* start Exercise data *

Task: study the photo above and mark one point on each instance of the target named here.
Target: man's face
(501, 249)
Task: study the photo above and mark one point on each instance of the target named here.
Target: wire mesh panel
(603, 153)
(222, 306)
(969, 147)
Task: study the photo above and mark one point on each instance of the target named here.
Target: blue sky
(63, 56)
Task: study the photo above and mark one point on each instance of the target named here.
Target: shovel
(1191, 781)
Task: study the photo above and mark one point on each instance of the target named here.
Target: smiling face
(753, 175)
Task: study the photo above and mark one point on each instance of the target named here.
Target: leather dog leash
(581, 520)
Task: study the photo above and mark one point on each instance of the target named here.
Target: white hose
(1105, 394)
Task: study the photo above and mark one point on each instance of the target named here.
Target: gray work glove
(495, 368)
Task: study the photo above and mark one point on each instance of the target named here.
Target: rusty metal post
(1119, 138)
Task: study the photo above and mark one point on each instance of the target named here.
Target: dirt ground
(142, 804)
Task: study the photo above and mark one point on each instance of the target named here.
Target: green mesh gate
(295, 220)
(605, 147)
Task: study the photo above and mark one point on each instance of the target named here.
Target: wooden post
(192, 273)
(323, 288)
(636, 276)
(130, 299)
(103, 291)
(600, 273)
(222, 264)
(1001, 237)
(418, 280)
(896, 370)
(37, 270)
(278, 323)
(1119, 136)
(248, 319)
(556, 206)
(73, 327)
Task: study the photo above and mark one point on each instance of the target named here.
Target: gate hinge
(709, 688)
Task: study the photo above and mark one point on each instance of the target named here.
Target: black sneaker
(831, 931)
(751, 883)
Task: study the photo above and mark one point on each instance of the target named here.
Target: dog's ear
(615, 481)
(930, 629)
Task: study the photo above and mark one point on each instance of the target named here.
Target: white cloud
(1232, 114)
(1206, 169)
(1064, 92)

* end Exercise data *

» **Work instructions**
Restate all of the entries exactly, please.

» **Written response**
Task: study the photo above and mark one point on each instance of the target named here.
Target: man's face
(501, 249)
Task: study the photo above and mark one point on each instance of the target named here.
Target: wire mesh panel
(603, 153)
(222, 306)
(969, 147)
Task: study the photo above and mark one point on each instance of the target named here.
Target: blue sky
(63, 56)
Task: study the photo above and mark one point on each instance of the target named here.
Target: shovel
(1191, 781)
Task: study the photo above and mark one point on each instance of the target named here.
Target: smiling face
(753, 175)
Task: study the photo above and mark one point on each instance of the target named here.
Target: leather dog leash
(581, 520)
Task: study the photo above and mark one point on each instance of the target named here.
Target: white hose
(1105, 394)
Task: study the photo above and mark one point on each instance of the target named here.
Target: gray work glove
(495, 368)
Task: study the photo above and mark one point on each instance of the target named here.
Target: rusty metal post
(1119, 138)
Task: study the photo above and mark one point on each instance of the target named here.
Target: dirt ground
(142, 804)
Task: study the photo above and mark one point on each instance of the target named here.
Target: green mesh gate
(295, 220)
(605, 147)
Task: study the photo above and mark one point on each instance of the target named here.
Target: wooden post
(192, 273)
(323, 288)
(636, 276)
(130, 299)
(103, 291)
(600, 273)
(222, 264)
(1001, 237)
(418, 280)
(896, 370)
(37, 270)
(278, 323)
(1119, 136)
(248, 319)
(556, 206)
(73, 327)
Task: study the photo above and mark one point on each instance of the target named here.
Target: gate hinge
(709, 688)
Task: study the photo above and mark one point on each instance of the target named here.
Target: black sneaker
(831, 931)
(751, 883)
Task: study the photo above and mark one point on each instance of the target named here.
Target: dog's ear
(615, 481)
(930, 629)
Task: study the photo above and mark one point on each instance of the target named here.
Target: white cloud
(1232, 114)
(1206, 169)
(1064, 92)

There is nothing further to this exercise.